Actions to take:
1. Do these statements agree with the conversation about art conservation? Answer yes or no for each, and quote the deciding words. (a) The conservator specializes in paper, such as old books. (b) Paper conservators like using tape for repairs. (c) Painting conservators sometimes use saliva.
2. Pick up the conversation about art conservation after its last line and carry it forward.

Provided passage:
((

So I work as an art conservator, which it's like an art doctor.
Like if it's old and broke and in a museum, my job is to make it not that.
Okay.
Not in a museum?
You steal it?
Yeah, I steal it.
I'm an art.
You cracked my art puzzle.
So like, wait, can you, this is the fucking like episode where I just want to know everything
and ask as well.
I know.
But we got plenty of time for this.
It's like painting restoration or is it like you put like.
I do.
I specialize in papers, like old books and.
It's paper.
What do you fucking, what do you do?
It like gets moldy and shit.
I don't know.
You scraped it.
Wait, you should, you need to know.
You should know it's your fight.
It's your fucking job.
The onus of expertise is not on us.
Okay, listen.
I mean, like it gets, it gets ripped.
If it gets wet, you get those nasties.
You tape it?
I have eight.
No, we hate tape.
Don't tape anything.
Anyone ever.
Yeah, I know.
I just, can I start?
What's the like weirdest thing that you use to fix boots?
Oh, well, one of the weirdest things paintings conservators use is saliva.
We're done.
Go on.
Okay.
Go on with your question.
I'm so sorry.
I asked about your trade.
No, no, no.
I need to know.
They look like spit on it.
No, they get a cotton swab sort of like for your ears, but longer and bigger and you put
in your mouth and use it to clean a painting.
Sometimes.
Not just cause they forgot to bring anything else with them.
Or is it because they are fucking like narcissist pervs like now I'm part of the Mona Lisa.
They fucking take their friends to the museum and they're like, you see that one star and
starry night.
It's about spit on it.
That's definitely the reason 100%.
Hey, for a second go about two minutes ago, you talked some bad shit about tape.
Is that a thing for you guys?
Is that like, are y'all really, really angry at tape?
I cannot tell you how many paper conservators I know that have mad beef about tape.

))

Entries supplied:
((

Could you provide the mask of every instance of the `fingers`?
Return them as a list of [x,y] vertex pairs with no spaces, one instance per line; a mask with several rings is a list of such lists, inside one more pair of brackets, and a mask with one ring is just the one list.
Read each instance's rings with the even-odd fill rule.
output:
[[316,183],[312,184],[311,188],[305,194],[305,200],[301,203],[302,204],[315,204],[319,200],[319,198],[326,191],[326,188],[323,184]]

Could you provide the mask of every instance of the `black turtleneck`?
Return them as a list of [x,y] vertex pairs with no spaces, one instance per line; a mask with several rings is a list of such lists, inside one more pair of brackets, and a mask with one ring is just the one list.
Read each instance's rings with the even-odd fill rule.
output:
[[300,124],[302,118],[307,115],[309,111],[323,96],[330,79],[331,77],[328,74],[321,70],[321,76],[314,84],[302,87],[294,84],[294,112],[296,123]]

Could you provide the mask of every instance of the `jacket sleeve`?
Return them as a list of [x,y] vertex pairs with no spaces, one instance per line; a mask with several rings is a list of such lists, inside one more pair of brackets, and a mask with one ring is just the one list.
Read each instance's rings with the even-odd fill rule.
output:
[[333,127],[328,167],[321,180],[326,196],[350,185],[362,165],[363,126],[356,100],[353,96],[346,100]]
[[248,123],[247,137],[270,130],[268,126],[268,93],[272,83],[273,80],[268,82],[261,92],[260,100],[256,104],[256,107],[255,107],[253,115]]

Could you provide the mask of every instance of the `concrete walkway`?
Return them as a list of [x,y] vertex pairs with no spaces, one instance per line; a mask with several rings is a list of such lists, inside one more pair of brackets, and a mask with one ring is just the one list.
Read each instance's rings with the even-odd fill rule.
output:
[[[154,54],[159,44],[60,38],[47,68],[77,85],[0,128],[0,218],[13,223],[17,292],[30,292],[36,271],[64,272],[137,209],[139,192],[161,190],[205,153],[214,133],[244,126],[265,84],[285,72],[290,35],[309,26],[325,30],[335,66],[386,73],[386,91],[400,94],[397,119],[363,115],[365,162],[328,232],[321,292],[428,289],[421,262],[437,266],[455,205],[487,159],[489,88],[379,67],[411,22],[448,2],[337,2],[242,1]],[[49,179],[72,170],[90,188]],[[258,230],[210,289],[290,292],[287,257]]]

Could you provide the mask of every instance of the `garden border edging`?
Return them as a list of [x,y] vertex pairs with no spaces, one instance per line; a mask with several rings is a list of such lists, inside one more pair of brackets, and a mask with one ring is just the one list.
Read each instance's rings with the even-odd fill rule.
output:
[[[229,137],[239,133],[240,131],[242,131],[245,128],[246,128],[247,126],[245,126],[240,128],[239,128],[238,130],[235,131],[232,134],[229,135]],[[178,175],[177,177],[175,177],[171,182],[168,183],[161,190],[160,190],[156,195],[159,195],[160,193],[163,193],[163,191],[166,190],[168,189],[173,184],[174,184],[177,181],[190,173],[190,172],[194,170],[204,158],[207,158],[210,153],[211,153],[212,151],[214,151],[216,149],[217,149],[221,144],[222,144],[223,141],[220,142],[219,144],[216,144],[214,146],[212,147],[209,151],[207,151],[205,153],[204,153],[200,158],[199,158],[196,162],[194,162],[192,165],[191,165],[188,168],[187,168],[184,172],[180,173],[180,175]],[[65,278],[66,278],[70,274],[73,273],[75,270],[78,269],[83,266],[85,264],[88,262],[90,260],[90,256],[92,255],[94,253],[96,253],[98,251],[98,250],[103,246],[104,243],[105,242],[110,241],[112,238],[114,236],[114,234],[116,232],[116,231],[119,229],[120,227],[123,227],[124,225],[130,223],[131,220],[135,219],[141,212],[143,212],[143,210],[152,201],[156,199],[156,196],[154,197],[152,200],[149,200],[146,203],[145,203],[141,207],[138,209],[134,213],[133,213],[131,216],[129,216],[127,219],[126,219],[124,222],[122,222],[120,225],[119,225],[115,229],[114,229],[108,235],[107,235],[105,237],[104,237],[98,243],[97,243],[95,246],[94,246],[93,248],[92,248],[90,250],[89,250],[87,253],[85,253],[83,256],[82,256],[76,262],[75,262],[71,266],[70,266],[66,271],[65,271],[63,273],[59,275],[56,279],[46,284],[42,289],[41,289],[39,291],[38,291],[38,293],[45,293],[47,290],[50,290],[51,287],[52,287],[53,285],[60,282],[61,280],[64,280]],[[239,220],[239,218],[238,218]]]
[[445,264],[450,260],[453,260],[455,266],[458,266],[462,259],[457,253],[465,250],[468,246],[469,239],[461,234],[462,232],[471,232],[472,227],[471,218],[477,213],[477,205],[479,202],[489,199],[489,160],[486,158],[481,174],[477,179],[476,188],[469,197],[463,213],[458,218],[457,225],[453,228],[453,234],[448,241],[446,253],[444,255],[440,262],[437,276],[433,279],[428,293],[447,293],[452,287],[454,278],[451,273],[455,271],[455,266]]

))

Per-task answers:
1.
(a) Yes: "I specialize in papers, like old books and."
(b) No: "No, we hate tape."
(c) Yes: "one of the weirdest things paintings conservators use is saliva."

2.
I love this fucking world of ours.
I know.
It's a very good world.
So let's be clear.
Tape.
Boo.
No boo.
Spit on it.
Yay.
I mean, that's about the long and short of it, you know.
Okay.
Can I ask you a bunch of questions about the realness of the movie national treasure?
Okay.
Okay.
Okay.
Still though, last summer I did intern in the labs of the National Archives where that shit
was shot.
And there's a part where like Nick Cage like burps onto the Declaration of Independence
and a treasure map appears.
Is that how often do you find treasure maps?
How often do you like burp onto a like a piece of paper?
There's a treasure map.
I would say like once a week.
I knew it.
I know y'all want to get to your questions.
I want to know everything about your life.
Stop being so fucking fascinating everybody.
Okay.
All right.
Old question.
Sorry.
So I fixed old art and shit.
We got that.
Yeah.
But there's this one tool that we use when we want to make a nice sharp crease.
Not an old stuff for like making boxes or whatever it is called.
A bone folder, right?
Holy shit.
Yeah.
Oh wait.
Oh wait.
It gets better.
So.
How?
That's the best word.
So it's made sometimes out of animal bones.
Sometimes other stuff nowadays.
Okay.
Thank you.
But.
Get fucking the heebie jeebies up here.
It's September.
I'm not supposed to get these Halloween spooks already.
Go on.
Yeah.
They are all haunted.
It's terrible.
Okay.
Haunted by a deer who's like don't.
Don't use your bravers.
All right.
Please.
Please.
Please.
Please let her get your questions.
Please just let me say my thing.
So common parlance in the paper conservation world is when someone tells you to use your
bone folder to fold something, they'll tell you to bone down hard.
Yeah.
I'm just.
I'm filled with gratitude.
Thanks for listening to the last episode of my brother and my brother and me because
I've recently realized my life's calling.
Teach me your ways.
It just goes to show what I've always said, which is paper conservators know how to fucking
party.
Yeah.
So.
Rip that out.
Make it your way.
We haven't even gotten to the fucking question yet.
If your question is how cool is my life?
The answer is very.
Well, yes, it is.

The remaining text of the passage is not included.